**Задания**
1) Выведите без изменений фрагмент текста о Вятке от слов «Частенько я прохожу» до слов «Андреевна Ждан (Спицына).» включительно.
2) Допишите следующую часть текста о Вятке, начав сразу после его последнего предложения.

**Приведённый текст**
++++

Дворянин и беглый рядовой, владелец придуманой литературной приморской страны с городами и портами и этой крошечной татарской мазанки – его убежища последних лет, писатель из северной Вятки Александр Степанович Грин подарил юной Ассоль не только ожидаемое счастье, но и дал великое мужество в испытаниях жизни. Этот маленький музей, воссозданный Ниной Николаевной, словно открыл крепкий запор. Рядом в Феодосии, где в берег бьют волны и пристают к причалу корабли, возник Феодосийский музей имени А. Грина. И в Вятке писатели и общественность пробили идею Дома-музея – по сути, музея детства Саши Гриневского, музея времени, когда вызревает в человеке, пусть неосознанно, самое главное – его предназначение.

Тихий подвиг

Частенько я прохожу мимо нашей православной гимназии, поскольку живу в этом районе, посещаю любовно восстановленный храм святой Екатерины. И невольно глядя на выбегающих из дверей ребят, слыша их задорные высокие голоса, представляю жизнь нашей первоначальной Вятской женской Мариинской гимназии. И порой кажется, что претерпевшее непростые времена и перестройку здание почти не изменило самих её обитателей – школьников. Здесь другое учебное наполнение, но ребячьи страсти почти те же. И этому есть объяснение: книга «Из далёкого прошлого», заботливо изданная в 1999 году в Калуге. А если точнее, повесть «Из дальних лет», которую написала более века назад воспитанница этой гимназии Катя Спицына, впоследствии Екатерина Андреевна Ждан (Спицына).

В этом повествовании жизнь девочки и её семьи в Вятке во второй половине ХIХ века. Старший брат Саша, впоследствии знаменитый историк и археолог А. А. Спицын, кумир Кати. Её игры, дружбы, разочарования, отношение к учёбе, взросление и ощущение времени. Всё ярко, точно, психологически выверено, чарует и уводит в атмосферу девчоночьей школьной жизни. Всё встаёт перед глазами, хотя бы этот значимый для Вятки эпизод:

«Во время подоспевших экзаменов нашу гимназию посетило одно высшее начальствующее лицо, а именно – министр народного просвещения, умерший нынешним летом граф Толстой, который объезжал тогда ревизовать многие губернии, в том числе и нашу...

++++

**Предоставленные данные**

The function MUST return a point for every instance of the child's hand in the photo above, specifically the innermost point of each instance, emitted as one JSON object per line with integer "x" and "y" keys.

++++

**Ответы на задания**
1)
Частенько я прохожу мимо нашей православной гимназии, поскольку живу в этом районе, посещаю любовно восстановленный храм святой Екатерины. И невольно глядя на выбегающих из дверей ребят, слыша их задорные высокие голоса, представляю жизнь нашей первоначальной Вятской женской Мариинской гимназии. И порой кажется, что претерпевшее непростые времена и перестройку здание почти не изменило самих её обитателей – школьников. Здесь другое учебное наполнение, но ребячьи страсти почти те же. И этому есть объяснение: книга «Из далёкого прошлого», заботливо изданная в 1999 году в Калуге. А если точнее, повесть «Из дальних лет», которую написала более века назад воспитанница этой гимназии Катя Спицына, впоследствии Екатерина Андреевна Ждан (Спицына).

2)
...Наконец, в коридоре послышался топот, дверь широко распахнулась, и министр вошёл и уселся впереди, на приготовленное для него место. Мы чинно встали и стояли до тех пор, пока министр не приказал нам сесть на свои места.

Коркин (учитель) вытянулся в струнку, нервно оперся на кафедру и, не садясь на место и не глядя в журнал, громко вызвал меня:

– Редактор! Скажите мне стихотворение, которое вам задано наизусть!

‘‘С какой стати он конфузит меня, да ещё перед министром?’’ – подумала я и решила не вставать.

Произошло неловкое молчание. Директор и начальница с недоумением смотрели на Коркина. Он сильно смешался, потому что вызвал меня так не с намерением, а просто по привычке.

– Что же не отвечает госпожа Редакторова? – спросил министр, голос его звучал мягко и симпатично.

– Её нет сегодня! – нашлась кстати классная дама.

– Да, да, я и забыл! – обрадовался Коркин. – Госпожа Леонтьева, потрудитесь прочесть мне стихотворение.

Я встала.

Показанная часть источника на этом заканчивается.